##### SOURCE DATA #####

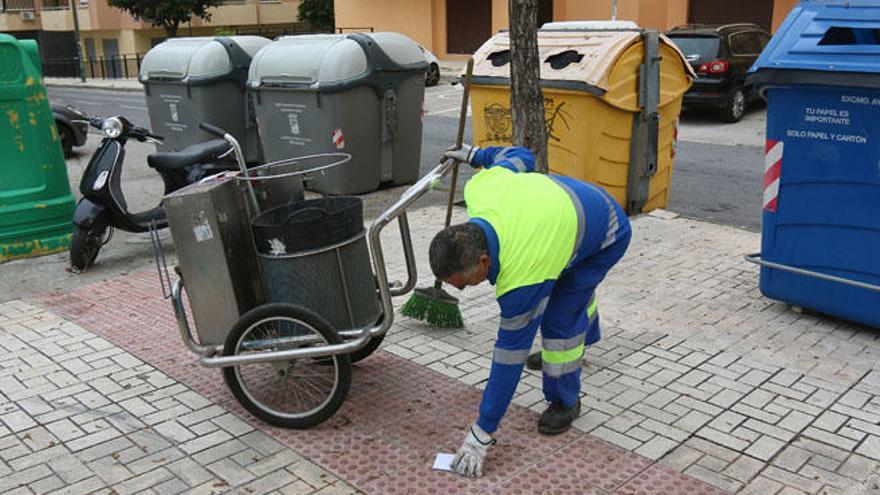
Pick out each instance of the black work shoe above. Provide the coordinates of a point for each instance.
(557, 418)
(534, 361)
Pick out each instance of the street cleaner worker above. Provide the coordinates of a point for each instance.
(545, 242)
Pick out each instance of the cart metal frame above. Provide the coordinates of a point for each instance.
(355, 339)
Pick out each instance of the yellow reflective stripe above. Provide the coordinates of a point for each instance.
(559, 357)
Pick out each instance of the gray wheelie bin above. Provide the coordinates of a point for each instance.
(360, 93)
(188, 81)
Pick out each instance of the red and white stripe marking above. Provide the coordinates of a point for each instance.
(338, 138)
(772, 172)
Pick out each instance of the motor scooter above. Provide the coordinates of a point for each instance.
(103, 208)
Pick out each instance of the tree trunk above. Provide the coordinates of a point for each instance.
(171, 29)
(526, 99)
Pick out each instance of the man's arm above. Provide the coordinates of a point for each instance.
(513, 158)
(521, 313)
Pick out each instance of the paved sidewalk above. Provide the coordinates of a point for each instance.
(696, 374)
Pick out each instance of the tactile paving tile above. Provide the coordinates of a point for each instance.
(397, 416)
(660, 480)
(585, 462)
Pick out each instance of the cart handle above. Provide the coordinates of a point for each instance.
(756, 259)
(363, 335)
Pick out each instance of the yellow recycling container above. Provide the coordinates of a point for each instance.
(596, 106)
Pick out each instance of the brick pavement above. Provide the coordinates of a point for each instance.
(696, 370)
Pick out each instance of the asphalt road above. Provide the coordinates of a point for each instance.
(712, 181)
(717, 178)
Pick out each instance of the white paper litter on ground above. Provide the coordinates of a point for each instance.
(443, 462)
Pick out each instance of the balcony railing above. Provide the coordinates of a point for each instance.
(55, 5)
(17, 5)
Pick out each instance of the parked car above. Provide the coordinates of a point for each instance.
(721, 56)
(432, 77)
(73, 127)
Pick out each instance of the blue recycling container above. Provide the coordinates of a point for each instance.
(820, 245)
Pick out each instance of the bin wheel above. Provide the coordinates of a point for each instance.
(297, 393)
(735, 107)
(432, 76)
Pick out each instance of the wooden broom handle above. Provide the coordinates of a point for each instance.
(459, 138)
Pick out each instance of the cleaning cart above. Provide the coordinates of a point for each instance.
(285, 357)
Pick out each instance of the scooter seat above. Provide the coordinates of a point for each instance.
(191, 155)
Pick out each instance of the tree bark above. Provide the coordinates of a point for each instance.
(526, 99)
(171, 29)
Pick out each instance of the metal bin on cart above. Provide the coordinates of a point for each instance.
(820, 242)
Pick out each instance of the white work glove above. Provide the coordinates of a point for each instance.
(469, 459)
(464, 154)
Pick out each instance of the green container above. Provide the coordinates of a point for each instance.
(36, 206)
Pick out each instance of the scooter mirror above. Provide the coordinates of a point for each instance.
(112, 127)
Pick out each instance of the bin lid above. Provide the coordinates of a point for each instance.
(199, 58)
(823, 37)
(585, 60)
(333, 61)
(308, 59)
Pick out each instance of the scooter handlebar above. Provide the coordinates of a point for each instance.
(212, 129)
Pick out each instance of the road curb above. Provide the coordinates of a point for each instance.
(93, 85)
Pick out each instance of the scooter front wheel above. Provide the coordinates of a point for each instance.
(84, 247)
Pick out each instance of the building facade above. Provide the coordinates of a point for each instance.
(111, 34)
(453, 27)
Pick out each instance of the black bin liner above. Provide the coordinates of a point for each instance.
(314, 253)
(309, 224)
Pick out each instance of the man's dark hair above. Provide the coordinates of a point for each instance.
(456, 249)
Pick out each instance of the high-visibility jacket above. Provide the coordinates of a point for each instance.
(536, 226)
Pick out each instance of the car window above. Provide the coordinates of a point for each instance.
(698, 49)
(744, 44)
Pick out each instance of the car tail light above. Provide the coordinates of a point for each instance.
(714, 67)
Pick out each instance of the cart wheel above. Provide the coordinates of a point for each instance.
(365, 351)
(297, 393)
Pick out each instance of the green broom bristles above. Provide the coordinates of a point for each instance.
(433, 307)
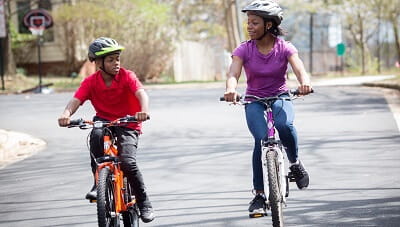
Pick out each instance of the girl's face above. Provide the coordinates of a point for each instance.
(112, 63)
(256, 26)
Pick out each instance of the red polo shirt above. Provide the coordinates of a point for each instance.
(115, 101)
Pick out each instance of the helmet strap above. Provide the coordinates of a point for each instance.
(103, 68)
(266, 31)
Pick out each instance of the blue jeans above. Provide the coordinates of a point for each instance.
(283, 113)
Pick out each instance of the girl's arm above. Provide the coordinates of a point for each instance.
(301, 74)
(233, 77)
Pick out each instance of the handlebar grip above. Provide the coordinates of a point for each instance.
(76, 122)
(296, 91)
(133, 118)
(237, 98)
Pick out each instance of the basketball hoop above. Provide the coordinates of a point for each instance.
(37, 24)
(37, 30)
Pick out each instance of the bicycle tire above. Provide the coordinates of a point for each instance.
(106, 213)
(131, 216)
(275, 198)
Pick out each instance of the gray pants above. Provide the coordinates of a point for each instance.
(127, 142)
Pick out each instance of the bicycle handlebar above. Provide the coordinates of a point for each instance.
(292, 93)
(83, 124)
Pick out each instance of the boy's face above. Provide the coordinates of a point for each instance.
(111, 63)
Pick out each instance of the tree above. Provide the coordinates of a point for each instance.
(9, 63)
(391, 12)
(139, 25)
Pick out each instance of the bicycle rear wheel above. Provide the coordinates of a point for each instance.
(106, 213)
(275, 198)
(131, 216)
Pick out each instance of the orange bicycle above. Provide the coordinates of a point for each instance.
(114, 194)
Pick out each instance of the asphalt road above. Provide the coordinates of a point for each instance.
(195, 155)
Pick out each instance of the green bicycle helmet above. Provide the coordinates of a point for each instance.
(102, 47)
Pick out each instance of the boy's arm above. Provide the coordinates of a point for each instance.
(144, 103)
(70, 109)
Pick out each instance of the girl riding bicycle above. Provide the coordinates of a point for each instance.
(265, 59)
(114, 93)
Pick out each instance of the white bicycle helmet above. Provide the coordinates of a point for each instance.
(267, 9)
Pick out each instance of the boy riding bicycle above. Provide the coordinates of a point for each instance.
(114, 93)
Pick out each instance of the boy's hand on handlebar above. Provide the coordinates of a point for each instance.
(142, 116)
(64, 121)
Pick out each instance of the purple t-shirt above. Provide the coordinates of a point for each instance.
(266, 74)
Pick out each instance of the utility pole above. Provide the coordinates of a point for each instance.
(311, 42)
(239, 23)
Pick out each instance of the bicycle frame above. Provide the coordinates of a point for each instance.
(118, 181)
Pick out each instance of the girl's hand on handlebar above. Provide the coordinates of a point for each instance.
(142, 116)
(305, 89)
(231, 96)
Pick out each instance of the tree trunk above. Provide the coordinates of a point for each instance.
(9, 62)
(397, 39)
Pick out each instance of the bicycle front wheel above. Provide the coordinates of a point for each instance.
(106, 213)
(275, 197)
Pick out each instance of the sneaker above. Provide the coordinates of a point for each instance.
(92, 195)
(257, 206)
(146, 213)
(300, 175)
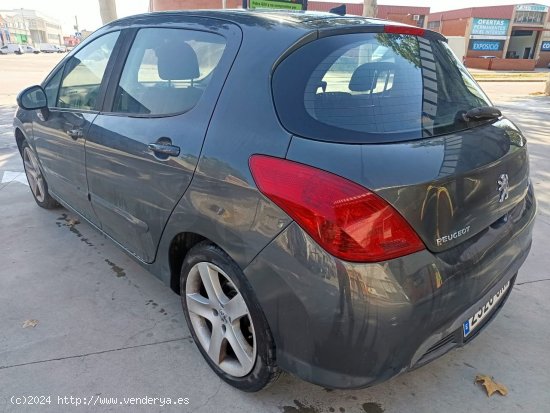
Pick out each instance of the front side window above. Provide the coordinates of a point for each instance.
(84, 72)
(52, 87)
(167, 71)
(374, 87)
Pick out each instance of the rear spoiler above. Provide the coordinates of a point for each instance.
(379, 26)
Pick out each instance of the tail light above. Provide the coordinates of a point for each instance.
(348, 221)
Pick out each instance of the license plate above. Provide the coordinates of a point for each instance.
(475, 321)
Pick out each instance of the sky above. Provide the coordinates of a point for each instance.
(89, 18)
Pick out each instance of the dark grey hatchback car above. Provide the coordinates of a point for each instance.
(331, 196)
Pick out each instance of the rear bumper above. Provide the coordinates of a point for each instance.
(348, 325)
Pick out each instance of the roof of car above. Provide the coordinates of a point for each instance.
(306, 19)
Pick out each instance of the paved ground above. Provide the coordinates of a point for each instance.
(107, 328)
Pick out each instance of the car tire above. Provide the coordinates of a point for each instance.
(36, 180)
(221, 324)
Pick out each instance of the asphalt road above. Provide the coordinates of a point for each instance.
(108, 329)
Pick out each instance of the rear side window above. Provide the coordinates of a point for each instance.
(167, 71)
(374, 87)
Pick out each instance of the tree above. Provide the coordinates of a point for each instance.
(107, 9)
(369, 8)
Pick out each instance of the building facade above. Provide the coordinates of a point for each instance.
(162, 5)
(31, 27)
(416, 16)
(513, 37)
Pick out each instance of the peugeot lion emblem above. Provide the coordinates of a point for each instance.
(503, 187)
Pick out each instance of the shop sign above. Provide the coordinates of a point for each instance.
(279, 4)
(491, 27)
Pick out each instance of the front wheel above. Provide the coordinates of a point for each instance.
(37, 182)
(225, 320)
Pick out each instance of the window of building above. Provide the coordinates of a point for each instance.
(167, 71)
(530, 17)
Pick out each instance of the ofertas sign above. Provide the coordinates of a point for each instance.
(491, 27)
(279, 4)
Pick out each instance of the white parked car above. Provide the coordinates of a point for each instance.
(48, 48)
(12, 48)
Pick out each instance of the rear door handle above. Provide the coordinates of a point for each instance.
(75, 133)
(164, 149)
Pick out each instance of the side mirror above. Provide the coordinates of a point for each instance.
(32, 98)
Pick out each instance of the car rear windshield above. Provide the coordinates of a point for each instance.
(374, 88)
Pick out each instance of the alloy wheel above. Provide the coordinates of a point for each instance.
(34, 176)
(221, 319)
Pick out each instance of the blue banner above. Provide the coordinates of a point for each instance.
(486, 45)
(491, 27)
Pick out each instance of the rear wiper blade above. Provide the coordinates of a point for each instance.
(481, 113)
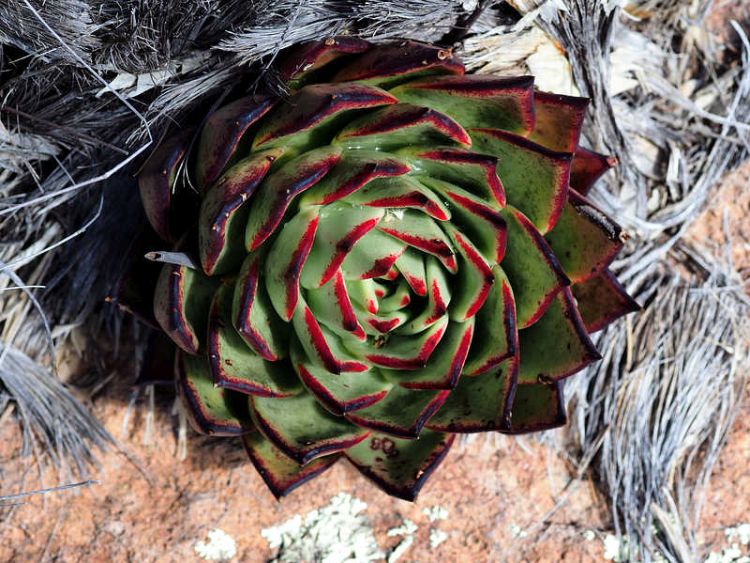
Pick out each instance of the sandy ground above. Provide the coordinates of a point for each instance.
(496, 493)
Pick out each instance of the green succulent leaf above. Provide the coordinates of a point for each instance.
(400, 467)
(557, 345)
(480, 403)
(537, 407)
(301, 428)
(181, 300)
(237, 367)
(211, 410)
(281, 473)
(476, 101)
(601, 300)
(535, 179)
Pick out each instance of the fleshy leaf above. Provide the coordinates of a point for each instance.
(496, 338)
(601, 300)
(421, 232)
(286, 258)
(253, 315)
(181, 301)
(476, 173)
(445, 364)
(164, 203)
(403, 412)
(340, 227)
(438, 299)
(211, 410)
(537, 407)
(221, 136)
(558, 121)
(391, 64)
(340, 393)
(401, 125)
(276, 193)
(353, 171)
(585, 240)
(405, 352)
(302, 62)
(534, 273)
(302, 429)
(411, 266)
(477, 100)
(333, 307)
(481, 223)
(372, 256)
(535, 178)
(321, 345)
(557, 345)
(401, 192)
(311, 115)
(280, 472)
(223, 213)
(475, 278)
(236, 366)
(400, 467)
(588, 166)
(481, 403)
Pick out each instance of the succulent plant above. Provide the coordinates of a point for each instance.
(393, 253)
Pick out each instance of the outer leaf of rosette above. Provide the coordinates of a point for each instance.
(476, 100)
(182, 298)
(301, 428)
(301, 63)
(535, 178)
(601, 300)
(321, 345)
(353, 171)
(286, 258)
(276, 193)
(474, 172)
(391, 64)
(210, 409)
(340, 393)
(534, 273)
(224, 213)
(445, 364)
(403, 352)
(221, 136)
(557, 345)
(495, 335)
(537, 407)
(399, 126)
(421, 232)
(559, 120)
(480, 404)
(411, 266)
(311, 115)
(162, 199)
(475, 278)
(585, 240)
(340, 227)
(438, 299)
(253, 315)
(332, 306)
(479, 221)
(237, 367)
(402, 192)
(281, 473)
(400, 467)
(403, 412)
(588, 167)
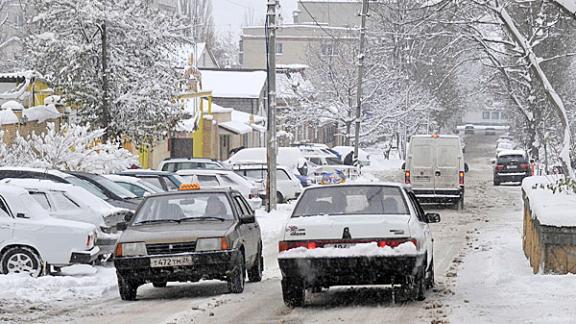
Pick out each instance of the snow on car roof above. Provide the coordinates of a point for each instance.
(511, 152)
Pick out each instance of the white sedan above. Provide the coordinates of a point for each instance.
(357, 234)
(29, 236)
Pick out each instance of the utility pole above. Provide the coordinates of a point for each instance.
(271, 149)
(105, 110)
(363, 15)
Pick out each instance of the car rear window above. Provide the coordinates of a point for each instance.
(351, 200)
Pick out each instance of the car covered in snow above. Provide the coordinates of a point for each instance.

#####

**EXERCISE TASK**
Starting with the line that holds "Pick out each instance of the rear wiper", repeat exactly every line through the end of the material above, both ends included, without the pictures.

**CORRECT RESPONSE**
Pick out each instance of the rear wiper blade above. Provide the coordinates of a point for each instance.
(481, 113)
Pick out each instance of the sandy ground above. Provide the coordinates of a point for each instance.
(496, 493)
Pick out each instance of the green succulent leaf above. Provide the coordinates of a point for each instance.
(400, 467)
(557, 345)
(480, 403)
(537, 407)
(301, 428)
(181, 300)
(237, 367)
(211, 410)
(281, 473)
(476, 101)
(601, 300)
(535, 179)
Pick out each instance of the fleshy leaf above. Provide the coordinates of a point for each instance.
(496, 338)
(601, 300)
(421, 232)
(286, 258)
(253, 315)
(181, 301)
(476, 173)
(445, 364)
(164, 203)
(403, 412)
(340, 227)
(438, 299)
(211, 410)
(537, 407)
(221, 136)
(558, 121)
(391, 64)
(340, 393)
(401, 125)
(276, 193)
(353, 171)
(585, 240)
(405, 352)
(302, 62)
(534, 273)
(302, 429)
(411, 266)
(477, 100)
(333, 307)
(481, 223)
(372, 256)
(535, 178)
(321, 345)
(557, 345)
(401, 192)
(311, 115)
(280, 472)
(223, 213)
(475, 278)
(236, 366)
(400, 467)
(588, 166)
(481, 403)
Pick out each instance of the succulent plant above. Provide the coordinates of a point for each instance.
(393, 253)
Pick out each instance of the outer leaf of rosette above. Provide the coordinates of a point for each instance.
(476, 100)
(182, 298)
(301, 428)
(301, 63)
(535, 178)
(601, 300)
(321, 345)
(353, 171)
(286, 258)
(276, 193)
(474, 172)
(391, 64)
(210, 409)
(340, 393)
(534, 273)
(224, 213)
(445, 364)
(403, 352)
(221, 136)
(557, 345)
(495, 335)
(537, 407)
(399, 126)
(421, 232)
(559, 120)
(480, 404)
(411, 266)
(311, 115)
(162, 199)
(475, 278)
(585, 240)
(340, 227)
(438, 299)
(253, 315)
(332, 306)
(479, 221)
(237, 367)
(402, 192)
(281, 473)
(400, 467)
(403, 412)
(588, 167)
Pick out each instance of the snow on car roof above. Provide the coordinates of a point for each instance.
(511, 152)
Pick out each instance of the white sedan above. Provide the coordinates of a point for each instance.
(357, 234)
(29, 236)
Pick out each instance of the utility pole above. Provide the coordinates of a point for each instance.
(271, 149)
(105, 110)
(363, 15)
Pick out each instance of the car rear window above. Provide the coordinates of a point for each instance.
(351, 200)
Pick out each instance of the car covered in snow above. Provide the coordinates of a point for each instance.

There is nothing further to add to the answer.